PASSAGE TO READ:
Article Text

  1. P. Sircar1,
  2. D. Godkar1,
  3. J. Balachandran1,
  4. S. Niranjan1,
  5. P. Krishnan1
  1. 1Coney Island Hospital, Brooklyn, NY.


Introduction A group of neuromuscular disorders are described to accompany critical illness. Generally, three distinct types of muscle weaknesses are now recognized, namely critical illness polyneuropathy, prolonged neuromuscular blockade, and acute myopathy (with combined use of a glucocorticoid and a neuromuscular blocking drug). Complete quadriplegic paralysis is the most dramatic manifestation of these conditions. We discuss below a case of prolonged neuromuscular blockade, attributable to a rare and relatively unknown cause.

Case Report A 41-year-old lady with advanced AIDS was admitted with Pneumocystis carinii pneumonia. Despite treatment with Bactrim and corticosteroids, the patient rapidly went into respiratory failure (requiring mechanical ventilation) and septic shock with multiorgan dysfunction (predominantly renal tubular acidosis). To achieve adequate oxygenation, a neuromuscular blocking agent was used to achieve synchrony with the ventilator. In view of renal dysfunction, we chose cis-atracurium (the clearance of which is known to be much less affected by renal failure) as the preferred agent. Respiratory status soon improved, the patient's chest radiograph looked better, the A-a gradiant narrowed, and oxygenation improved dramatically. However, the patient's renal failure worsened, with significant metabolic acidosis, and her pH remained around 7.2. After discontinuation of the neuromuscular blocking agent, patient was found to be quadriplegic, with persistent suppression of the train-of-four twitch response to peripheral nerve stimulation, and her muscle strength transiently improved with pyridostigmine. This was puzzling because even with renal dysfunction, we had not expected a prolonged neuromuscular blockade with cis-atracurium. Also, the patient was not sick long enough to fit the criteria of critical illness polyneuropathy. She was on corticosteroids for only 5 days, so steroid myopathy also seemed unlikely. The only caveat that remained was the persistence of severe acidosis, and true enough, as the renal failure resolved and the pH rose to 7.35, the patient recovered from the quadriplegia dramatically and regained normal neuromuscular functions.

EXERCISE REQUIREMENTS:
A) In the case report, which neuromuscular blocking agent was chosen in view of the patient's renal dysfunction?
B) Carry the case report forward, starting after its last sentence.
The entries that follow are separate material and have nothing to do with the case report.

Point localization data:
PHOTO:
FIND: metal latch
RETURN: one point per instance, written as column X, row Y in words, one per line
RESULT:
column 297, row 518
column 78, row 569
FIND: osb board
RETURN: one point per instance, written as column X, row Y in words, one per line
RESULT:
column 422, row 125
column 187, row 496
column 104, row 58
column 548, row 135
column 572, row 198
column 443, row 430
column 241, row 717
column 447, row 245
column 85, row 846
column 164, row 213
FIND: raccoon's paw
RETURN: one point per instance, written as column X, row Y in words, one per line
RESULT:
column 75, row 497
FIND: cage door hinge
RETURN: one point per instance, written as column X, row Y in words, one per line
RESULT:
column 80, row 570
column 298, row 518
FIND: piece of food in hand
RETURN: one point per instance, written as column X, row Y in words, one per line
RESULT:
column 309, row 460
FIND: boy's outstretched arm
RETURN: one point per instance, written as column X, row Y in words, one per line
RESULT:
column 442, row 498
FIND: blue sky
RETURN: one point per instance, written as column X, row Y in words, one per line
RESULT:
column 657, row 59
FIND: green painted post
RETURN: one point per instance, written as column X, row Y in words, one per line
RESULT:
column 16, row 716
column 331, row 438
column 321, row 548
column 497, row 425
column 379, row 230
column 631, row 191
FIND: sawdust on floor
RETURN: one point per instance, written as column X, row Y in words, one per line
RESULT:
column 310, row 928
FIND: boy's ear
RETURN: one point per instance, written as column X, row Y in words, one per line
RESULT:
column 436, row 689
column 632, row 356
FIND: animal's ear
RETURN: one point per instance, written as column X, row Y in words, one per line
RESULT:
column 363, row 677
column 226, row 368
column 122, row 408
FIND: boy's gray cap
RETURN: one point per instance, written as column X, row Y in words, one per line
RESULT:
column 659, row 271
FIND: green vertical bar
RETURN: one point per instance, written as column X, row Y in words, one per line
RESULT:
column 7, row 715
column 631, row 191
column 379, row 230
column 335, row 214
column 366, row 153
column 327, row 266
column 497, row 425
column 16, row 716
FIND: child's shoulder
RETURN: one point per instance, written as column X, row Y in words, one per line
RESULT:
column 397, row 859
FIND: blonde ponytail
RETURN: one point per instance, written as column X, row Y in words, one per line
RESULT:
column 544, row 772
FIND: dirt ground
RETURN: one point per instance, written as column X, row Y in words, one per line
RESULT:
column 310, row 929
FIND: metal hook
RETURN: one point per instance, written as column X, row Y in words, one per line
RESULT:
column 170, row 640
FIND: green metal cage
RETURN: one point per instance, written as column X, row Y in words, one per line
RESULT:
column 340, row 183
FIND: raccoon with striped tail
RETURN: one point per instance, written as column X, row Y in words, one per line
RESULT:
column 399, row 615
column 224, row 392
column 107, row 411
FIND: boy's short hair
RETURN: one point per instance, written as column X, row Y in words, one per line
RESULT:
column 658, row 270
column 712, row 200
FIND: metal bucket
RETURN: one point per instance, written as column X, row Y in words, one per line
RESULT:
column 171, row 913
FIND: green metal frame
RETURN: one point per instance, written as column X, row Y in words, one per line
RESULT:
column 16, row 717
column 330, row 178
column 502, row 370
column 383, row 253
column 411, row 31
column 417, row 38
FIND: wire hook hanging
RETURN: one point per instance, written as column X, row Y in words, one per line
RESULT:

TASK-BY-TASK ANSWERS:
A) Cis-atracurium.

B)
Conclusion We are aware of the fact that prolonged neuromuscular blockade (sometimes up to 1 week) can occur in critical care settings with agents such as pancuronium and vecuronium, which produce functionally active 3-hydroxy metabolites that accumulate and persist in the blood in renal failure. It is also important for physicians to know that ‘acidosis alone’ can prolong the effect of agents such as cis-atracurium, in the absence of other identifiable reasons.